--- Work request ---
Go through the entries and set each one down exactly.
BEGIN Record excerpts
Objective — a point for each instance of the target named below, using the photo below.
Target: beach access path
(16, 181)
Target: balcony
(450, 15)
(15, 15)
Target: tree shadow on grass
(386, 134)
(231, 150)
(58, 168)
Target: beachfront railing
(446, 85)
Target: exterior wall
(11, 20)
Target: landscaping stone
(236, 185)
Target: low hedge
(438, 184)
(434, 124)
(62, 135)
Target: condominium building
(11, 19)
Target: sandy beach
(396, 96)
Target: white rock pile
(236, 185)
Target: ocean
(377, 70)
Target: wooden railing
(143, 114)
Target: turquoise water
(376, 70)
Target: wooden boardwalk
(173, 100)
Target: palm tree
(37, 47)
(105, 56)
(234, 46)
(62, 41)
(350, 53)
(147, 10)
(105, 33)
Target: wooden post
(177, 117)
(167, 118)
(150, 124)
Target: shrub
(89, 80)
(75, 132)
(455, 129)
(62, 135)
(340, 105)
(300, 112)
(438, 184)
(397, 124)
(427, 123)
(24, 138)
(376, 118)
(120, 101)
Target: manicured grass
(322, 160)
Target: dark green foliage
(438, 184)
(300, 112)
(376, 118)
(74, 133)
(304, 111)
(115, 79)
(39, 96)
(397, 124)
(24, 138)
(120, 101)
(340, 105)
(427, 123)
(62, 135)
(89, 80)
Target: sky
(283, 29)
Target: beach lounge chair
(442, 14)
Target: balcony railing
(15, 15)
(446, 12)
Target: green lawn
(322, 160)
END Record excerpts
--- The completed task ---
Objective — a point for each instance of the target named below, using the photo below.
Target: beach access path
(16, 181)
Target: balcony
(450, 15)
(15, 15)
Target: tree shadow on grass
(386, 134)
(231, 150)
(58, 168)
Target: beachfront railing
(446, 85)
Target: exterior wall
(11, 20)
Target: landscaping stone
(236, 185)
Target: low hedge
(438, 184)
(434, 124)
(62, 135)
Target: condominium building
(11, 19)
Target: sandy beach
(396, 96)
Target: white rock pile
(236, 185)
Target: ocean
(377, 70)
Target: wooden railing
(143, 114)
Target: turquoise water
(376, 70)
Target: wooden boardwalk
(173, 100)
Target: palm tree
(37, 47)
(105, 56)
(234, 46)
(62, 41)
(350, 53)
(147, 10)
(105, 33)
Target: wooden post
(177, 117)
(167, 118)
(150, 124)
Target: shrub
(89, 80)
(75, 132)
(455, 129)
(62, 135)
(340, 105)
(300, 112)
(438, 184)
(397, 124)
(427, 123)
(24, 138)
(376, 118)
(120, 101)
Target: manicured grass
(322, 160)
Target: dark green foliage
(438, 184)
(300, 112)
(376, 118)
(74, 133)
(304, 111)
(115, 79)
(39, 96)
(397, 124)
(24, 138)
(120, 101)
(340, 105)
(427, 123)
(62, 135)
(89, 80)
Target: sky
(283, 29)
Target: beach lounge chair
(442, 14)
Target: balcony railing
(15, 15)
(446, 12)
Target: green lawn
(322, 160)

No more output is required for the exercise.